(DATA RECORDS begins)

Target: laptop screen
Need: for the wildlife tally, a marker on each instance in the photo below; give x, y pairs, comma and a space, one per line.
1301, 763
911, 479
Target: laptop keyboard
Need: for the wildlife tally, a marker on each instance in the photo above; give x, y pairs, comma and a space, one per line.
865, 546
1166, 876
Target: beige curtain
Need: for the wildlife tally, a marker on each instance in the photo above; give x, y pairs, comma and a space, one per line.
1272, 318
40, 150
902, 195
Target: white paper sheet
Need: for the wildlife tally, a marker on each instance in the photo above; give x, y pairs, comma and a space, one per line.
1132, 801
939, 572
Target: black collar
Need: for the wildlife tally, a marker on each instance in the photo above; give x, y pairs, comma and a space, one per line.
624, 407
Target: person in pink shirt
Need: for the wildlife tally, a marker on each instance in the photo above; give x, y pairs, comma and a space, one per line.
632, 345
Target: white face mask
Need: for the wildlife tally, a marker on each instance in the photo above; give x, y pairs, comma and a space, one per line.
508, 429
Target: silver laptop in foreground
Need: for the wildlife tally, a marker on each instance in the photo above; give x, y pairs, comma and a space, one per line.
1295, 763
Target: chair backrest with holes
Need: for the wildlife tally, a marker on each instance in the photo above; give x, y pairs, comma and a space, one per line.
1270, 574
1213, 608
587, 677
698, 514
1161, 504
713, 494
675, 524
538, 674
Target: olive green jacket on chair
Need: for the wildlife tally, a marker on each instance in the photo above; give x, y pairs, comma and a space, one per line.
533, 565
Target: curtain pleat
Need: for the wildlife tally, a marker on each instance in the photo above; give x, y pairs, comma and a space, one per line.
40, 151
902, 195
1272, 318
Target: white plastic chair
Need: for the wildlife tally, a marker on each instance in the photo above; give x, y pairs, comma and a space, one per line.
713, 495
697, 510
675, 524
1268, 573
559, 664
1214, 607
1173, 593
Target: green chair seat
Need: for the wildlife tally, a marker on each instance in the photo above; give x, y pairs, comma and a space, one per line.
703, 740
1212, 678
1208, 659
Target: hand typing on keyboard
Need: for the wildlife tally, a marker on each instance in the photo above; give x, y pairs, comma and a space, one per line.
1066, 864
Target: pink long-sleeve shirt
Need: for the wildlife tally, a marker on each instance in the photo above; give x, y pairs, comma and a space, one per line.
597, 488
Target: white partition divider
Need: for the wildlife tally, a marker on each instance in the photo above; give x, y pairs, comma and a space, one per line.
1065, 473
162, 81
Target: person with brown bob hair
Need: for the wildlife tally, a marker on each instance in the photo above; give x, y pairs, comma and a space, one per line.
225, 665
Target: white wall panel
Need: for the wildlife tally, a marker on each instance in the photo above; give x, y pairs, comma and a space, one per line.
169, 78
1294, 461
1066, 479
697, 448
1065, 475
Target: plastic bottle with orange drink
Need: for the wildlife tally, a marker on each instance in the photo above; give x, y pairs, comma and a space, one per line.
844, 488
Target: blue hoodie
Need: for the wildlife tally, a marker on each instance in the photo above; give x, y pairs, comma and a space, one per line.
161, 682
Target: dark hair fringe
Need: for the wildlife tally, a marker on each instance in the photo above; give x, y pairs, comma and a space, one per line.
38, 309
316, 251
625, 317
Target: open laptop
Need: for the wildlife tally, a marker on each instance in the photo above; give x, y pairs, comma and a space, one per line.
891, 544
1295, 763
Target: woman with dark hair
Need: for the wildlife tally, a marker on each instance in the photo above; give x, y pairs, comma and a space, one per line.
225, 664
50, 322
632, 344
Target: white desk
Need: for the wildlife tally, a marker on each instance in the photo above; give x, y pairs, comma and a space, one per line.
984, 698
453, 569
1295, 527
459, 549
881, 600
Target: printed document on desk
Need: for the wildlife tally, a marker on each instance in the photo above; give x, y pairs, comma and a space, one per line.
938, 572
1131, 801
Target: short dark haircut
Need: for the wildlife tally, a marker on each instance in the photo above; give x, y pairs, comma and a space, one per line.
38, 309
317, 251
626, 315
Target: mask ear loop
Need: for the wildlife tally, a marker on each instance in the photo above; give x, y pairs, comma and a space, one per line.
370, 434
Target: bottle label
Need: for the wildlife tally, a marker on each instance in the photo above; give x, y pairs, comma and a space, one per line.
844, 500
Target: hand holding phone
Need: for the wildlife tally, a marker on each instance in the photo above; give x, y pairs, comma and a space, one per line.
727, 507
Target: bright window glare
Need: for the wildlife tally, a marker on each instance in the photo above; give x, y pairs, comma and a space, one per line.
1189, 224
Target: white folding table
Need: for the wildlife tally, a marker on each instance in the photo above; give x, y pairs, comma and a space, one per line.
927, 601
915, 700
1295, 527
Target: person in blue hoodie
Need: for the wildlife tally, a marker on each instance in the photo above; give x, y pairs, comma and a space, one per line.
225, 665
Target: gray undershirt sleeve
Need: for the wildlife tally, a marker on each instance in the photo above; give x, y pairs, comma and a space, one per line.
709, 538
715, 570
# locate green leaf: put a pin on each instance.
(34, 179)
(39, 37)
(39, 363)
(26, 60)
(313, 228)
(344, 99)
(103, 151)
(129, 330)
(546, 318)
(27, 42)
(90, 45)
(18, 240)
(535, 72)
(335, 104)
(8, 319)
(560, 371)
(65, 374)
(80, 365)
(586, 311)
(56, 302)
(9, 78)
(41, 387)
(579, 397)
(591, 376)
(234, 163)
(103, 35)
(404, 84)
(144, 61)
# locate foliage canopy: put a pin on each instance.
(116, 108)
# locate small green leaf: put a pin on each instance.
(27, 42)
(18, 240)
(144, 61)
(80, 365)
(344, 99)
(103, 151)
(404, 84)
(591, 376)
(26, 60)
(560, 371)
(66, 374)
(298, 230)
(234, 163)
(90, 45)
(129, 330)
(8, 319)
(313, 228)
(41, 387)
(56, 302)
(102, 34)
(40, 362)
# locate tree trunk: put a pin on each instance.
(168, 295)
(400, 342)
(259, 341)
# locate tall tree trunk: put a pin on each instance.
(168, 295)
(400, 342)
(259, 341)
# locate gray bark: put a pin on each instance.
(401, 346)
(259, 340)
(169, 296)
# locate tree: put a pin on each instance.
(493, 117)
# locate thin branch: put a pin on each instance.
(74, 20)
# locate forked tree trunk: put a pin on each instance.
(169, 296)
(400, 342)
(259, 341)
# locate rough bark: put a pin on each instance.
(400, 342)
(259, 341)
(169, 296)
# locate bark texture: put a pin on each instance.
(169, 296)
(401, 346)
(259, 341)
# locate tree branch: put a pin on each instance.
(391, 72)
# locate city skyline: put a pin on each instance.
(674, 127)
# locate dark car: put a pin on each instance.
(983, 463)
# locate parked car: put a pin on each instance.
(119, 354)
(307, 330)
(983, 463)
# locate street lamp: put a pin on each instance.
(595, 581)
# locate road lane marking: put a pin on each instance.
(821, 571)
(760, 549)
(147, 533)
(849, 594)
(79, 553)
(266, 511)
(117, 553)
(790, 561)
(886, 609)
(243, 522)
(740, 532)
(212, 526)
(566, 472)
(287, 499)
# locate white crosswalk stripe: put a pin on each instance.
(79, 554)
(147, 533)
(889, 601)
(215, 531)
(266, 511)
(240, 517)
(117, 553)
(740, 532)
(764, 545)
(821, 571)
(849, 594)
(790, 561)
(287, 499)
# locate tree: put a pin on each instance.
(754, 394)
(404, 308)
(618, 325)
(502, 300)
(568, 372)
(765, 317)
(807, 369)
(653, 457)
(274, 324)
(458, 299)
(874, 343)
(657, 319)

(DATA RECORDS ends)

§ TASK ITEM: Return, from the material above, every line with the word "bottle".

§ SOLVED PROBLEM:
Target: plastic bottle with orange drink
Target: bottle label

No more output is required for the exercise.